┌──

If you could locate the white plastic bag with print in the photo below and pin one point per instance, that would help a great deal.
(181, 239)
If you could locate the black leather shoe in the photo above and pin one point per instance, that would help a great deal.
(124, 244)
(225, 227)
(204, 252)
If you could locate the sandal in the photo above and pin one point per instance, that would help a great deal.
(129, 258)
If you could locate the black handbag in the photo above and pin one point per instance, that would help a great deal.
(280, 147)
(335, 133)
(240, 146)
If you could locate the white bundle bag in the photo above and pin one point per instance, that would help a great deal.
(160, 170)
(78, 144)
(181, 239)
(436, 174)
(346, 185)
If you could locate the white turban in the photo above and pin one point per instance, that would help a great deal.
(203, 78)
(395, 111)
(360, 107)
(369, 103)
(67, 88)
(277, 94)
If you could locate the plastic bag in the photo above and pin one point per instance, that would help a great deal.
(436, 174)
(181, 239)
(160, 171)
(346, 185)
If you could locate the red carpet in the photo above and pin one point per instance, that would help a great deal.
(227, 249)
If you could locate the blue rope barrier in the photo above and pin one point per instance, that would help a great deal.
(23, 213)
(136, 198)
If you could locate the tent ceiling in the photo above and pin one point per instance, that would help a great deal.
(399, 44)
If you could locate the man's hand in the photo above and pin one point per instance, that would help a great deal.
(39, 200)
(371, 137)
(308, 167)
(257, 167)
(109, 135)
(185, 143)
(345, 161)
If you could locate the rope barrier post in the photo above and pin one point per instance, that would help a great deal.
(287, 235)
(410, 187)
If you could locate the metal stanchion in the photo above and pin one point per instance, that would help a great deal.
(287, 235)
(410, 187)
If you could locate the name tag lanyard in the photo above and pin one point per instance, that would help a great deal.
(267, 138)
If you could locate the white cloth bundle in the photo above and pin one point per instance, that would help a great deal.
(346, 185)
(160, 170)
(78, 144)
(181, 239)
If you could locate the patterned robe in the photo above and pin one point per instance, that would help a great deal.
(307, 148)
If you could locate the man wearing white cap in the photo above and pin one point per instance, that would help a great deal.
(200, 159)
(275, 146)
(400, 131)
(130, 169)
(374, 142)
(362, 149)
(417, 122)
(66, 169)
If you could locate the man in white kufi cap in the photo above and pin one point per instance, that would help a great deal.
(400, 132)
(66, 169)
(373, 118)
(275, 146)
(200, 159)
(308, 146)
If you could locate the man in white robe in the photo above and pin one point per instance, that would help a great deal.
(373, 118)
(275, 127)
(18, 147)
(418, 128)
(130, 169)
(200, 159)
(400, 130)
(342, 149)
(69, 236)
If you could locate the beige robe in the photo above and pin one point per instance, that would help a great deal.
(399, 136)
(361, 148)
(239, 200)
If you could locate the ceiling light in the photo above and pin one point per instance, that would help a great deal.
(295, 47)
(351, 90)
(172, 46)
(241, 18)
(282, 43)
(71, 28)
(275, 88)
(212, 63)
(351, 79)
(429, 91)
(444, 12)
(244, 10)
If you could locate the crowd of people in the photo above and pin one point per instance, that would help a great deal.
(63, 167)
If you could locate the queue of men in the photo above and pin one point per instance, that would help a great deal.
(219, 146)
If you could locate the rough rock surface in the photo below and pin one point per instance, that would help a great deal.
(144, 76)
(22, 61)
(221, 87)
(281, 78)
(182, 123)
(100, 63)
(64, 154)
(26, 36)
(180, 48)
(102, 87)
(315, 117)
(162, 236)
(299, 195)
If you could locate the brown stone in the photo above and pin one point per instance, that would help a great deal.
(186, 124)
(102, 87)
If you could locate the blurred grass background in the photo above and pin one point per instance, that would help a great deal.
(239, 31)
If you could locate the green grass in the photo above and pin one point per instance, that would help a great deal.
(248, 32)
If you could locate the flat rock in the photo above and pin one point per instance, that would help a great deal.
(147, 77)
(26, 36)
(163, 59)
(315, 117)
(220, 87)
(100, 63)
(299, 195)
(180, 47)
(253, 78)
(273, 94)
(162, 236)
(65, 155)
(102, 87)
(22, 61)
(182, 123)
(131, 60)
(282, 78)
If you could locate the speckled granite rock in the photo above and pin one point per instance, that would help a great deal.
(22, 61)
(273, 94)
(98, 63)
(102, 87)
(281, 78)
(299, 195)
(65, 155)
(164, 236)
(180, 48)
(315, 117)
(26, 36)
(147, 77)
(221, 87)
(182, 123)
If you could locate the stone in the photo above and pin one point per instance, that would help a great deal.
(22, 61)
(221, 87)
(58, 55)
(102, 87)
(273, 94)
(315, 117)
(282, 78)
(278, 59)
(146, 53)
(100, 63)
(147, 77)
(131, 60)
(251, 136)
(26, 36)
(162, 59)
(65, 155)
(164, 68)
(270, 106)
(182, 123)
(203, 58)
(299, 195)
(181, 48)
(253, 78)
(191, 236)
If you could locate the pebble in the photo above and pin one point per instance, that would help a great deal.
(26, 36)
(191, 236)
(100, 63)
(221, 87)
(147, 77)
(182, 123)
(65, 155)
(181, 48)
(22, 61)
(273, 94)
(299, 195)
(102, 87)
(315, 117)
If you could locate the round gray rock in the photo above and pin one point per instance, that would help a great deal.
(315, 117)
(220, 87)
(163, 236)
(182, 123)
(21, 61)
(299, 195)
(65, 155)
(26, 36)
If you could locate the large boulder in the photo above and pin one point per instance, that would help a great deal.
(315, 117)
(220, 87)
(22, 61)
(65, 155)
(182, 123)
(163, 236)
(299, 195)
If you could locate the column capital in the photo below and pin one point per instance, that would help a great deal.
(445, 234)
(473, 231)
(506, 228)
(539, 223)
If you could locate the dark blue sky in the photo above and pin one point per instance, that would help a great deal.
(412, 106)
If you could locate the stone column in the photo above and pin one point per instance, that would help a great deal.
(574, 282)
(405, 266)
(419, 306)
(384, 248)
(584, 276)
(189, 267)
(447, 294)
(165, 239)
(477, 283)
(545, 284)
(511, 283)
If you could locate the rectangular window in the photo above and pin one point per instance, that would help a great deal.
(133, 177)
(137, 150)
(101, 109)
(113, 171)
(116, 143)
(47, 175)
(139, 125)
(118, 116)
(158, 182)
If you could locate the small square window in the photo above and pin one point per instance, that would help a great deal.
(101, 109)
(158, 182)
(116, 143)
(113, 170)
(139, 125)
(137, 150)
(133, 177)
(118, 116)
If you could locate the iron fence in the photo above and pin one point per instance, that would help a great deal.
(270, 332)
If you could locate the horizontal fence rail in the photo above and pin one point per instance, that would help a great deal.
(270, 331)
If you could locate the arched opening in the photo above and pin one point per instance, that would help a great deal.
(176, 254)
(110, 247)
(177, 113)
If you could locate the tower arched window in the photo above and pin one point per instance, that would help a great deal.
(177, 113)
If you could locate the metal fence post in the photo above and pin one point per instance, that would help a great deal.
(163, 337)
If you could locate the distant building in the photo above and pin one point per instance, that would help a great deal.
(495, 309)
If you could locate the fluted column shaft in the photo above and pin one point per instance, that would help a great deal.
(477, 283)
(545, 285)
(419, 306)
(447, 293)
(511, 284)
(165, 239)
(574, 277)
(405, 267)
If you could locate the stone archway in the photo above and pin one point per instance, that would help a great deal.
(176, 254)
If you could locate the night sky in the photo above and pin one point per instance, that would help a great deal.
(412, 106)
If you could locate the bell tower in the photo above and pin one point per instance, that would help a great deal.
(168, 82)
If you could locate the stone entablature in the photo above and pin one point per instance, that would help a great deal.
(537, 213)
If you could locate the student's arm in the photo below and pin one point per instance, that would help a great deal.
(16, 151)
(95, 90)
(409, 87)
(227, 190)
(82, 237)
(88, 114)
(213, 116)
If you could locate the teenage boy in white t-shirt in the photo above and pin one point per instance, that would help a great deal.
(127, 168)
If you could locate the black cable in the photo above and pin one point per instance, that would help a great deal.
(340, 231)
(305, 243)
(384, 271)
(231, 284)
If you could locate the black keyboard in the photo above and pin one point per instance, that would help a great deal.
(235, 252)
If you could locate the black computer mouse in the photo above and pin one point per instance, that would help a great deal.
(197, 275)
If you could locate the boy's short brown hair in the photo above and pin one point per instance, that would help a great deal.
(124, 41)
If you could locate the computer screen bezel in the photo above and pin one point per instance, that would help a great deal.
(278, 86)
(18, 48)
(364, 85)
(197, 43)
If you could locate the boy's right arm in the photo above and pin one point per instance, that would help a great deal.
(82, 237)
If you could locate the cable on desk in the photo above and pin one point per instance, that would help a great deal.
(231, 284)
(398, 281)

└──

WORK INSTRUCTION => Starting with the line that contains "If you could locate the black keyboard", output every line through the end of the listing above, unchanged.

OUTPUT =>
If you could locate the black keyboard in the photo above and pin one point per instance, that would help a great deal.
(235, 252)
If you could locate the black computer mouse in the photo above and pin one point per instance, that would help a great deal.
(197, 275)
If you could locate the boy's short brown hair in the photo above and pin one point per instance, that would help a great deal.
(124, 41)
If you could locate the computer screen bezel in the photo above and pin one point per instance, that would help a great deal.
(278, 86)
(18, 48)
(364, 85)
(197, 43)
If you could locate the boy's right arm in the photo above and pin one point per instance, that would help a great deal.
(82, 237)
If you could locate the cable on desk in the photo above and pin one point per instance, that would help a great deal.
(231, 284)
(398, 281)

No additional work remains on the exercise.